Extracted material ::
━━━━━━━━━━━━━━━━━━━━
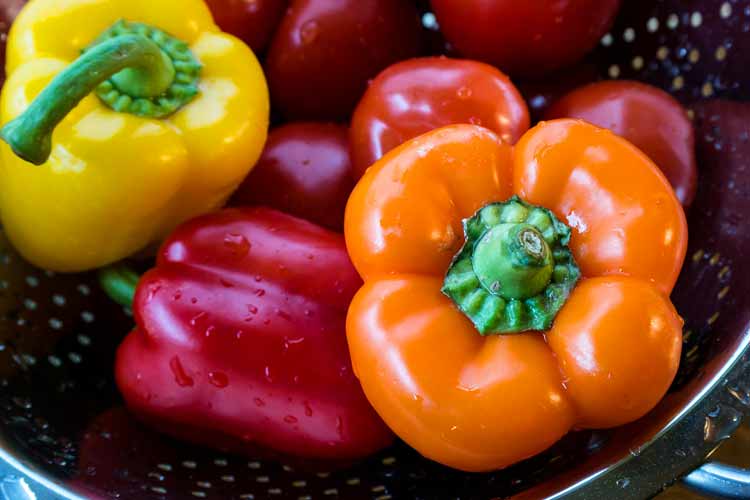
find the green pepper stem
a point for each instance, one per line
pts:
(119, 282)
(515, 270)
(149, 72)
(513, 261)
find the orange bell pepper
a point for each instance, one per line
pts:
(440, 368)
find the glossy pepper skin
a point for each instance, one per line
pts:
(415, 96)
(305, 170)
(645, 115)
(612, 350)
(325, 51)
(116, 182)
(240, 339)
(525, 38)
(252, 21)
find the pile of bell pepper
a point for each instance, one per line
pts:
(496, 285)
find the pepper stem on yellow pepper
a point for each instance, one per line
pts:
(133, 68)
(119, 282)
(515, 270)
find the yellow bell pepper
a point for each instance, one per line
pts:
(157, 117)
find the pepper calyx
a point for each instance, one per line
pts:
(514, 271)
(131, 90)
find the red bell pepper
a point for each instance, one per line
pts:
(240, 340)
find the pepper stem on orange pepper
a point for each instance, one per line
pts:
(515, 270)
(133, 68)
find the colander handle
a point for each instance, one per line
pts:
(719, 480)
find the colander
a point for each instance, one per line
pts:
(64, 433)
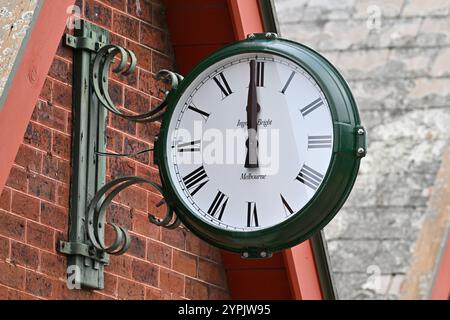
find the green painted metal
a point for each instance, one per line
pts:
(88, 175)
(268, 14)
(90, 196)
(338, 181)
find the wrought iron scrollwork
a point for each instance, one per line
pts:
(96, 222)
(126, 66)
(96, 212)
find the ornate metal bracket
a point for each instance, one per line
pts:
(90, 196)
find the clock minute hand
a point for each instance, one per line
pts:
━━━━━━━━━━━━━━━━━━━━
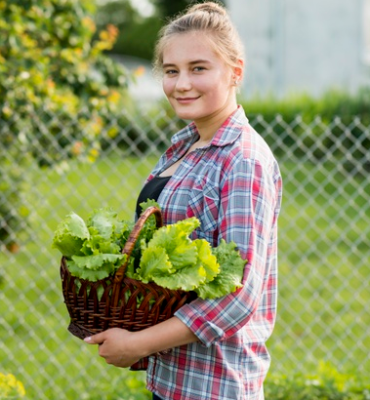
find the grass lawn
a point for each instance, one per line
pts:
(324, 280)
━━━━━━━━━━━━━━━━━━━━
Exercise details :: Report how many lines in the rows above contain the string "colander". Matching is case-sensitive; give only the number.

Written solution :: 2